Stored records:
──────
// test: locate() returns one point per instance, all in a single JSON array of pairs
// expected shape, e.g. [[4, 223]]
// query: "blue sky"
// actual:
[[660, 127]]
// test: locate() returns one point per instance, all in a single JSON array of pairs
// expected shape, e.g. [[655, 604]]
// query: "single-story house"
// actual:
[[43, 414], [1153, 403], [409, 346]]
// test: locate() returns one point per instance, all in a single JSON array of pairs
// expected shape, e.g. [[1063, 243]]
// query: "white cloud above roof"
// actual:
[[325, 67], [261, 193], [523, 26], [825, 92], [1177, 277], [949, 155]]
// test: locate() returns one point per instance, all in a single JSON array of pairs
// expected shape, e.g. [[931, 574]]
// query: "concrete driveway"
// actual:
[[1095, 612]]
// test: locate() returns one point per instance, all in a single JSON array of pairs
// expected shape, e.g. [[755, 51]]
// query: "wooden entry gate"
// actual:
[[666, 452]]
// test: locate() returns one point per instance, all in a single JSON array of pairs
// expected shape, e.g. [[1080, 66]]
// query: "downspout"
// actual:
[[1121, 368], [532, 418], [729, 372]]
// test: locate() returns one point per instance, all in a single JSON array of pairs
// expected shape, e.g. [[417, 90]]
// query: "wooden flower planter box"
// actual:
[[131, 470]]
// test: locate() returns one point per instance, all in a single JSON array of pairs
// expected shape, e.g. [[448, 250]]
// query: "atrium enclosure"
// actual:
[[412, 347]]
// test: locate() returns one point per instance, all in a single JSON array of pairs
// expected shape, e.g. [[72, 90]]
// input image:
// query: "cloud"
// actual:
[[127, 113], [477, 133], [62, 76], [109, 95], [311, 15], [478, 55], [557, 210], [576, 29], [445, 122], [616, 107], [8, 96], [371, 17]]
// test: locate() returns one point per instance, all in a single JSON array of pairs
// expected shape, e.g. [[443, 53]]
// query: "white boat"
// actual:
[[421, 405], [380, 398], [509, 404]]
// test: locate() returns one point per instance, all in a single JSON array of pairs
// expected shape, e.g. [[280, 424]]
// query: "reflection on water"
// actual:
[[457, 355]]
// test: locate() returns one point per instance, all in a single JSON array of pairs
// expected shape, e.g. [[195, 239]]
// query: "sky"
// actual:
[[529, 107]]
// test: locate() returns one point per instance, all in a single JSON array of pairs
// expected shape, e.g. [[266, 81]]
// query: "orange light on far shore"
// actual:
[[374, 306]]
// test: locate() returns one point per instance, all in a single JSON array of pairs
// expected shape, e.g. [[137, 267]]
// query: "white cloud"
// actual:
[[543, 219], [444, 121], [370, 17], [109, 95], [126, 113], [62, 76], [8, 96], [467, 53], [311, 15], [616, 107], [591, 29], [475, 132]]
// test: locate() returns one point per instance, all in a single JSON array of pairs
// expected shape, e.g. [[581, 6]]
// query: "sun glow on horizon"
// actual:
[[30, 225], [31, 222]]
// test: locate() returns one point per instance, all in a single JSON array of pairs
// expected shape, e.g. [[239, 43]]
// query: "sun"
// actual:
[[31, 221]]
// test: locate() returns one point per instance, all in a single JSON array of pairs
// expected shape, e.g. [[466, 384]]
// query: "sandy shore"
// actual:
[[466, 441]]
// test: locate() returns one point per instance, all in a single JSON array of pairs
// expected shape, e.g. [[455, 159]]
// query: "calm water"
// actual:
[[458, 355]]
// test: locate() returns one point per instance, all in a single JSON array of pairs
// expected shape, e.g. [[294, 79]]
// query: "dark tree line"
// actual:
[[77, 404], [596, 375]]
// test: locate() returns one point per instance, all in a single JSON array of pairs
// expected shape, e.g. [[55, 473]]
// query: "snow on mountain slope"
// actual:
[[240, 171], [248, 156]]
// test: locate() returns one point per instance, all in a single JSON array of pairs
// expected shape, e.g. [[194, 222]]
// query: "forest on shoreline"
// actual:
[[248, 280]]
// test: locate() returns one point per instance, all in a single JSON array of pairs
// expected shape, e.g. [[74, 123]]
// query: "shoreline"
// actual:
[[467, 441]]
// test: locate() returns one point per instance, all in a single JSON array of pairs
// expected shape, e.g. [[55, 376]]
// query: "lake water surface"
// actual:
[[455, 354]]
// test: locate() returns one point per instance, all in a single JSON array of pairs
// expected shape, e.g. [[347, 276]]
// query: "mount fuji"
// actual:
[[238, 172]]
──────
Whenever a line in the data above contains the word "white", include it in the tally, and report only the final number.

3